Reading passage: Begin
I am a woman in my mid twenties, living in New York City. I am an educated young woman and am proud to have obtained my Bachelors degree, Masters degree as well as a number of other certificates. I am a certified New York State Emergency Medical Technician. I work in the predominantly male field of security and supervise an operations staff. I have started and continue to grow my own small business. I like sports, the outdoors, reading, and traveling. So yes I can say that I am a modern woman. I am proud to know that the struggles my mother, grandmothers, and the women who came before them have made it possible for me to hold the success I do today. Their struggles though mean more to me than the ability to do things that in the recent past were limited to the male gender.
To me the Modern Day Liberated Woman is so much more. The women who fought for our rights, our equality, our dreams were not trying to force us into the cookie cutter shape of what was previously the "man's world." They sacrificed and aimed to LIBERATE us! To allow us the freedom to choose our own dreams and pursue them. Who are we to look down on the lives they lived? When did caring for those we love, cooking, and cleaning become an insult to women. I CHOOSE to hold to tradition while living out my dreams. What better way to honor these women than to become strong role models to the next generation and what better way to develop our strength than by understanding where we came from and expanding our horizons. Even the tallest and farthest reaching tree needs its roots to allow it to stand tall.
Reading passage: End
Record extracts: Begin
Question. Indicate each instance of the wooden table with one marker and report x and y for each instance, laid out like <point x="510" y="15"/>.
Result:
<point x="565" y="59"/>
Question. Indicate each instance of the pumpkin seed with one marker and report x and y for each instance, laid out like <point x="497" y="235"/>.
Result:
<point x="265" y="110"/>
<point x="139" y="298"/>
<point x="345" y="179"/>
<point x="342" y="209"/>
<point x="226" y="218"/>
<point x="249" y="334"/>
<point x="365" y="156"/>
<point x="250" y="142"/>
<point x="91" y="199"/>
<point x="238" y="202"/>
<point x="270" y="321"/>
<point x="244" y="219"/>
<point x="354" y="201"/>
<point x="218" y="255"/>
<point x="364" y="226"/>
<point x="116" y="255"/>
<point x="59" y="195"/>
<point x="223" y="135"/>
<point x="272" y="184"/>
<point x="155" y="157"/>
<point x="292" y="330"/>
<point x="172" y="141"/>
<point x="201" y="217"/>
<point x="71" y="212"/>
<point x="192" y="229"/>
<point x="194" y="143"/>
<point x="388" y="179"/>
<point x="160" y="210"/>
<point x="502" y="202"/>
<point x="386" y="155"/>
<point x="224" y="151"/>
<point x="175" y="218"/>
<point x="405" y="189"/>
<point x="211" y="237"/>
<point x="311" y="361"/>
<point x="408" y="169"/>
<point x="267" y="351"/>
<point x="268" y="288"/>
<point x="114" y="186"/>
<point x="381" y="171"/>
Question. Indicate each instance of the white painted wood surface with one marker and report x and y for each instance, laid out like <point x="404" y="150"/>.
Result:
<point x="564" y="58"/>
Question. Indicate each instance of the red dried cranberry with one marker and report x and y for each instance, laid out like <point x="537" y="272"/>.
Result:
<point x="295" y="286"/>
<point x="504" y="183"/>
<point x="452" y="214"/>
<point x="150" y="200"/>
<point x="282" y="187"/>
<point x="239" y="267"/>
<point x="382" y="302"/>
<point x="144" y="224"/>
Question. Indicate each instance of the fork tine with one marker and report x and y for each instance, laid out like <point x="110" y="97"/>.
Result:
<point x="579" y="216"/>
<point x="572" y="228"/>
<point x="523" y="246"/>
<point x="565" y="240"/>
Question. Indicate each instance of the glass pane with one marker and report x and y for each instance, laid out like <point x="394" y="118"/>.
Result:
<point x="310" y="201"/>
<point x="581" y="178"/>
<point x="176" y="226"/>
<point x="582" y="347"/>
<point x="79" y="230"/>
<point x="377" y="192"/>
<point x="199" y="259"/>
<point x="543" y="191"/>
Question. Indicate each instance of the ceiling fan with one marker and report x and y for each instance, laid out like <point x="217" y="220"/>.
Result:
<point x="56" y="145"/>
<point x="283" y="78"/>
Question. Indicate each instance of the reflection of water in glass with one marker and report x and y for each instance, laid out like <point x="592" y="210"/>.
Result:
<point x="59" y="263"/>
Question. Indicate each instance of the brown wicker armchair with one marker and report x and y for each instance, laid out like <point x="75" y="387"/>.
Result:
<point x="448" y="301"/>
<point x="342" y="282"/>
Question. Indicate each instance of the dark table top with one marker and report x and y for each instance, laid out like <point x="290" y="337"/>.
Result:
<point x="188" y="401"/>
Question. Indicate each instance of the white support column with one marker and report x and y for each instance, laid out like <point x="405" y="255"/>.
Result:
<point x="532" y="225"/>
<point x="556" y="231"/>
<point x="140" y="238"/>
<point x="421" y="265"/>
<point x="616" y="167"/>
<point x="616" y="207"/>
Record extracts: End
▸ Task instructions
Reproduce the essay on the modern liberated woman in full, word for word.

▸ Result for this exercise
I am a woman in my mid twenties, living in New York City. I am an educated young woman and am proud to have obtained my Bachelors degree, Masters degree as well as a number of other certificates. I am a certified New York State Emergency Medical Technician. I work in the predominantly male field of security and supervise an operations staff. I have started and continue to grow my own small business. I like sports, the outdoors, reading, and traveling. So yes I can say that I am a modern woman. I am proud to know that the struggles my mother, grandmothers, and the women who came before them have made it possible for me to hold the success I do today. Their struggles though mean more to me than the ability to do things that in the recent past were limited to the male gender.
To me the Modern Day Liberated Woman is so much more. The women who fought for our rights, our equality, our dreams were not trying to force us into the cookie cutter shape of what was previously the "man's world." They sacrificed and aimed to LIBERATE us! To allow us the freedom to choose our own dreams and pursue them. Who are we to look down on the lives they lived? When did caring for those we love, cooking, and cleaning become an insult to women. I CHOOSE to hold to tradition while living out my dreams. What better way to honor these women than to become strong role models to the next generation and what better way to develop our strength than by understanding where we came from and expanding our horizons. Even the tallest and farthest reaching tree needs its roots to allow it to stand tall.